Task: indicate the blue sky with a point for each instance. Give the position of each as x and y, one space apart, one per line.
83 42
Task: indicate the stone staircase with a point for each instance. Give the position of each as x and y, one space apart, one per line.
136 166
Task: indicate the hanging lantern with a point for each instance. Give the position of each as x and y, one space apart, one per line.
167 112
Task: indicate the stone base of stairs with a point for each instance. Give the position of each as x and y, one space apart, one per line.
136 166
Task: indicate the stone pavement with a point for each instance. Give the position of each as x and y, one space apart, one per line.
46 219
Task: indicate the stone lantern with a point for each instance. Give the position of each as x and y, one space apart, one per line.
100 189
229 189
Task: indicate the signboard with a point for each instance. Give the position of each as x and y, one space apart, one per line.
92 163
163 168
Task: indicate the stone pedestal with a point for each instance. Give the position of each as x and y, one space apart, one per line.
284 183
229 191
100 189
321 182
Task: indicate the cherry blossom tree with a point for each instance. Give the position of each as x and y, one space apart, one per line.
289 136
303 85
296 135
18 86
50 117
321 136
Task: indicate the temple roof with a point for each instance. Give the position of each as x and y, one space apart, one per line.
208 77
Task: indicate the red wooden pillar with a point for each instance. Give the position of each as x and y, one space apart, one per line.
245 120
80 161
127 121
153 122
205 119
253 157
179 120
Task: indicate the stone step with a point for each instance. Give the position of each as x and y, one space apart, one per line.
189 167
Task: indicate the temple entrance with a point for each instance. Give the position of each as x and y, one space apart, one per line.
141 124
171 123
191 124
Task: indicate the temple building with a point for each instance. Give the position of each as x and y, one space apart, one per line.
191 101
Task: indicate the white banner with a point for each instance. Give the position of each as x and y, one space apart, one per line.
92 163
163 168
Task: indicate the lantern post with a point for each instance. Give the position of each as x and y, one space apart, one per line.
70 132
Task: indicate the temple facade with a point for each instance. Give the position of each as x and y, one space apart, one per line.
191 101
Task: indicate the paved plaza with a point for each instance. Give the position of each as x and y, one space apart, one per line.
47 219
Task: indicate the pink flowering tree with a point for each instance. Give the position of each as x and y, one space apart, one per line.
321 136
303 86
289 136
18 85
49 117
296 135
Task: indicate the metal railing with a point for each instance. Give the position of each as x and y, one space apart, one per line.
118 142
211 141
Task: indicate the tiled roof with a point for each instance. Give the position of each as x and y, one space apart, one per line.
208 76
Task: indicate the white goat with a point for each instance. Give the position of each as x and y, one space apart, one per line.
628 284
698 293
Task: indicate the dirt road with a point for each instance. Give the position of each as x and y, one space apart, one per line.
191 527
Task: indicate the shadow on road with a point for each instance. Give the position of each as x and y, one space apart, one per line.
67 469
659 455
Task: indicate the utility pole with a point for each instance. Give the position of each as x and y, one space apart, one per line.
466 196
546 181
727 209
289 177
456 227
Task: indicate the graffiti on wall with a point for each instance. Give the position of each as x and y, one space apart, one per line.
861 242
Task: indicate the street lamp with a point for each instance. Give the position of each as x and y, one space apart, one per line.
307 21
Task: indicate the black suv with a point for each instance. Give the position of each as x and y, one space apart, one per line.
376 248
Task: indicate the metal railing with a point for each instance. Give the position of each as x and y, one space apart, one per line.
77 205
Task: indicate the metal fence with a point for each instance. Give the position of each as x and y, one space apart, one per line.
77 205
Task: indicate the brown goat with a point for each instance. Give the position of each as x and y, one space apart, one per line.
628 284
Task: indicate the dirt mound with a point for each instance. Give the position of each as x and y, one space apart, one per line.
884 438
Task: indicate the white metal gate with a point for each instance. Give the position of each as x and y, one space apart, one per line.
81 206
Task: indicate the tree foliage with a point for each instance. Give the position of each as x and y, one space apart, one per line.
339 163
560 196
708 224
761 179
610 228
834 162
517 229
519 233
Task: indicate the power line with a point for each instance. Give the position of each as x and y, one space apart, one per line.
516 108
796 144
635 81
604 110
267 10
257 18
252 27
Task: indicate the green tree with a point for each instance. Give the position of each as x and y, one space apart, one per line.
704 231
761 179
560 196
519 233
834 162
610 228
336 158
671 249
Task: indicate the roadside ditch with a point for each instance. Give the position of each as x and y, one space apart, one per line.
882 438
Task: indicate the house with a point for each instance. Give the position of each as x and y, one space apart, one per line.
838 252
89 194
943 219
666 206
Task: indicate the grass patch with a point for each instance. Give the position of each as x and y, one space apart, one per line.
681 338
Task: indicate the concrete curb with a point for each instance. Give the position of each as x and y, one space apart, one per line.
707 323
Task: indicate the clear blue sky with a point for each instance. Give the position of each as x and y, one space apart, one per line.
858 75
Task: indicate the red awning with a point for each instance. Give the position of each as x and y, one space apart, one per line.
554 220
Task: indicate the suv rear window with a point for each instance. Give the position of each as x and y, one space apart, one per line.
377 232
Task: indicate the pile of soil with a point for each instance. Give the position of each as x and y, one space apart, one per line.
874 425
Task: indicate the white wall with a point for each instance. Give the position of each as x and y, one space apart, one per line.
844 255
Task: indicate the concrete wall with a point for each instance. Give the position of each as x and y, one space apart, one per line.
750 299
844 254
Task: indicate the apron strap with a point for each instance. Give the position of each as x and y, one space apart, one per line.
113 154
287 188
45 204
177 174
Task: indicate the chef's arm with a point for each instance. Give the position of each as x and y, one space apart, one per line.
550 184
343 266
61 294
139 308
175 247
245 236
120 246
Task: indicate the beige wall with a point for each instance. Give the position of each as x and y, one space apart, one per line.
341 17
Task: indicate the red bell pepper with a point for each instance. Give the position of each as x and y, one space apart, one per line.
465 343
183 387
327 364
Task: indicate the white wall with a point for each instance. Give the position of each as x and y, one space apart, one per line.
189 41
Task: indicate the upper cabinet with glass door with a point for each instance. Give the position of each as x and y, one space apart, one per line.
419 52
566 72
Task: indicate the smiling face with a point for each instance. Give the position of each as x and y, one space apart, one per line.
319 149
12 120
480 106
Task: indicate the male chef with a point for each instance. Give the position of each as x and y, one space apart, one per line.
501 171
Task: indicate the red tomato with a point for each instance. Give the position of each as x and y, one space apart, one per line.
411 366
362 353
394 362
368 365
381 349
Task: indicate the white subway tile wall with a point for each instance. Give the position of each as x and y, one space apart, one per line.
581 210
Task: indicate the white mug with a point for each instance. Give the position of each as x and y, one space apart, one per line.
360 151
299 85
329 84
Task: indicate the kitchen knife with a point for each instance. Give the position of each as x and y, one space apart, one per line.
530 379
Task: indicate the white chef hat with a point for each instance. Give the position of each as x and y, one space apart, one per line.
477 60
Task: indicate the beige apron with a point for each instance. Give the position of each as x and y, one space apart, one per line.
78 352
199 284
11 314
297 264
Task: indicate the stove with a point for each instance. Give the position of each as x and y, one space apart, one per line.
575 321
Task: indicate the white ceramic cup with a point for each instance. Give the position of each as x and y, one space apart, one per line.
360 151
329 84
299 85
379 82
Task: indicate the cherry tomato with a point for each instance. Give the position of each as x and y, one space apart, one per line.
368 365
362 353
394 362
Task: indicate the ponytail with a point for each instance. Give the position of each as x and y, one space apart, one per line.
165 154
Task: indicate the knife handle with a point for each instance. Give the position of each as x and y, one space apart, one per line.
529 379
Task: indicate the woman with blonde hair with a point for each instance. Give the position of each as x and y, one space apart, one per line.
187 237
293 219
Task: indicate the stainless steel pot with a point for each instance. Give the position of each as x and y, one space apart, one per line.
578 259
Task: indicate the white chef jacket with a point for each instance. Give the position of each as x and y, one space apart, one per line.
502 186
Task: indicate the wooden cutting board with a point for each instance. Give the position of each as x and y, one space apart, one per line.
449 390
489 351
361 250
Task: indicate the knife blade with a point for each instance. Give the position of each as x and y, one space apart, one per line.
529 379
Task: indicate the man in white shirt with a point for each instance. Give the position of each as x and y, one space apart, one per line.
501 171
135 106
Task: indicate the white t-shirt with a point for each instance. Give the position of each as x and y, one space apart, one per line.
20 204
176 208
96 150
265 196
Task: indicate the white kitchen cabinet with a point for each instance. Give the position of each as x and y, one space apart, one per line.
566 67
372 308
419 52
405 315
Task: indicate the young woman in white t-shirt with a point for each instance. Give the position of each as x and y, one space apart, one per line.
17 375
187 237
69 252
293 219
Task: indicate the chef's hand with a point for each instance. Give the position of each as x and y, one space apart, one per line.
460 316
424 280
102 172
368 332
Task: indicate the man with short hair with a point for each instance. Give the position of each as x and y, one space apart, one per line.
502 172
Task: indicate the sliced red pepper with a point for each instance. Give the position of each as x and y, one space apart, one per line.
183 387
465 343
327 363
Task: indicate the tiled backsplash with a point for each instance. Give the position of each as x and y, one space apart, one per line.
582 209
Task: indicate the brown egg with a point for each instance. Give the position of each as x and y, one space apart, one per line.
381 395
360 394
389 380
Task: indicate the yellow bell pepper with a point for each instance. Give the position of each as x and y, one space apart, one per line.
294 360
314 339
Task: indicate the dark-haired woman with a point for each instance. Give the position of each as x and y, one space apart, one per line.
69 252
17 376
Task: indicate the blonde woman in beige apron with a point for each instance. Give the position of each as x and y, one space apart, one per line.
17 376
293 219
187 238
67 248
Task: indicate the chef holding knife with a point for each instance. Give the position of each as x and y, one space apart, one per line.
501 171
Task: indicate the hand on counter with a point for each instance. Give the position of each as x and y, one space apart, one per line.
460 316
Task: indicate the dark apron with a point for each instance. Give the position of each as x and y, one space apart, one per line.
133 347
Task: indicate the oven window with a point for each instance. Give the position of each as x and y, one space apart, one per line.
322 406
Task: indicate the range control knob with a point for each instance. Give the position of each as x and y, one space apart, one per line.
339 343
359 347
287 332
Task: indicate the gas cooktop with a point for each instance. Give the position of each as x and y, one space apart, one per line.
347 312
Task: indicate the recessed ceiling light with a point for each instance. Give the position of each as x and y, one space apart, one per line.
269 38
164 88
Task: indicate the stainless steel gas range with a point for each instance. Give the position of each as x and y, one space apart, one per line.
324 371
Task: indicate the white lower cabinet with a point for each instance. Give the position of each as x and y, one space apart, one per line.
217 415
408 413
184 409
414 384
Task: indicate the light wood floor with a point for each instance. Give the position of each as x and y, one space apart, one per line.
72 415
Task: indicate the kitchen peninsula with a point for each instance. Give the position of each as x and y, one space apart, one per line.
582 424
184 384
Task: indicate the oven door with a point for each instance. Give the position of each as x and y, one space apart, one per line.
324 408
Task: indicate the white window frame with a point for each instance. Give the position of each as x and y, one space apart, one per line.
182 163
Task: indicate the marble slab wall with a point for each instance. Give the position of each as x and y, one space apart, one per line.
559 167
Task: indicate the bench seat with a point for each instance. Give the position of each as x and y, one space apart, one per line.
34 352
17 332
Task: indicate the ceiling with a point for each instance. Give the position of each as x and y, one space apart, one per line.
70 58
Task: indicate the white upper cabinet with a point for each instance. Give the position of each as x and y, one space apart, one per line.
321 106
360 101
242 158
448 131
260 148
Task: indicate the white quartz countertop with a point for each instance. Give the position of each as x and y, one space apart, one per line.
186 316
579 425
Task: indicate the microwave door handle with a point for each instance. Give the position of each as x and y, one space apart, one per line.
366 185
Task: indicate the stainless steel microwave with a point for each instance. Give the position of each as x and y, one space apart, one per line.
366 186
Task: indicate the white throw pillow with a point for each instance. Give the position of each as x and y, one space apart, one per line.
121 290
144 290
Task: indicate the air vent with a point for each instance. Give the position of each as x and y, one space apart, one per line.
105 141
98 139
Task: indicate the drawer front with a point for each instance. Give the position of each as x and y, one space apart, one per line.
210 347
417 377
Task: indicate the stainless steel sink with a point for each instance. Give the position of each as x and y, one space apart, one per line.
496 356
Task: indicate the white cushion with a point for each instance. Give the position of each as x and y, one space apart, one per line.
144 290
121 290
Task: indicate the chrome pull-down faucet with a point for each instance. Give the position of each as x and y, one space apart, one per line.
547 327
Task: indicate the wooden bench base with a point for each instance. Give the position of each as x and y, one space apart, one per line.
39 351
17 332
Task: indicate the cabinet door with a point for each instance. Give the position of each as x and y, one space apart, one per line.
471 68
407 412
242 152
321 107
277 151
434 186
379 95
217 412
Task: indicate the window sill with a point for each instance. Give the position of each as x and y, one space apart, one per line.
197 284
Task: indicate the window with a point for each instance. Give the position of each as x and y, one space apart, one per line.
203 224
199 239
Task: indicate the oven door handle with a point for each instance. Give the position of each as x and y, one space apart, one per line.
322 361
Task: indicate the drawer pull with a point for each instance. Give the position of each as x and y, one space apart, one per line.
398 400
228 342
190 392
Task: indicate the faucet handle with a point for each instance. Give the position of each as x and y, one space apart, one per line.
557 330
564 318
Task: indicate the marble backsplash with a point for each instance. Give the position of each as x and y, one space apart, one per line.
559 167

· · · ·

Task statement: Write out, please, only the lines from the one with "Task: indicate the oven door handle" through the last line above, both included and unchanged.

Answer box:
Task: indicate the oven door handle with a point for each instance. Give the position of each as x and y, one space apart, one per line.
322 361
Task: indicate the drawer pull with a point for each instance. Give the position of each as x and y, one space apart, one per line.
398 400
228 342
190 392
Task: indicate the faucet handle with a point for each instance. Give the position of each as x and y, one space apart, one per line.
557 330
564 318
Task: indicate the marble backsplash with a point for each instance. Give the position of each as x and y, one space apart, one per line.
559 167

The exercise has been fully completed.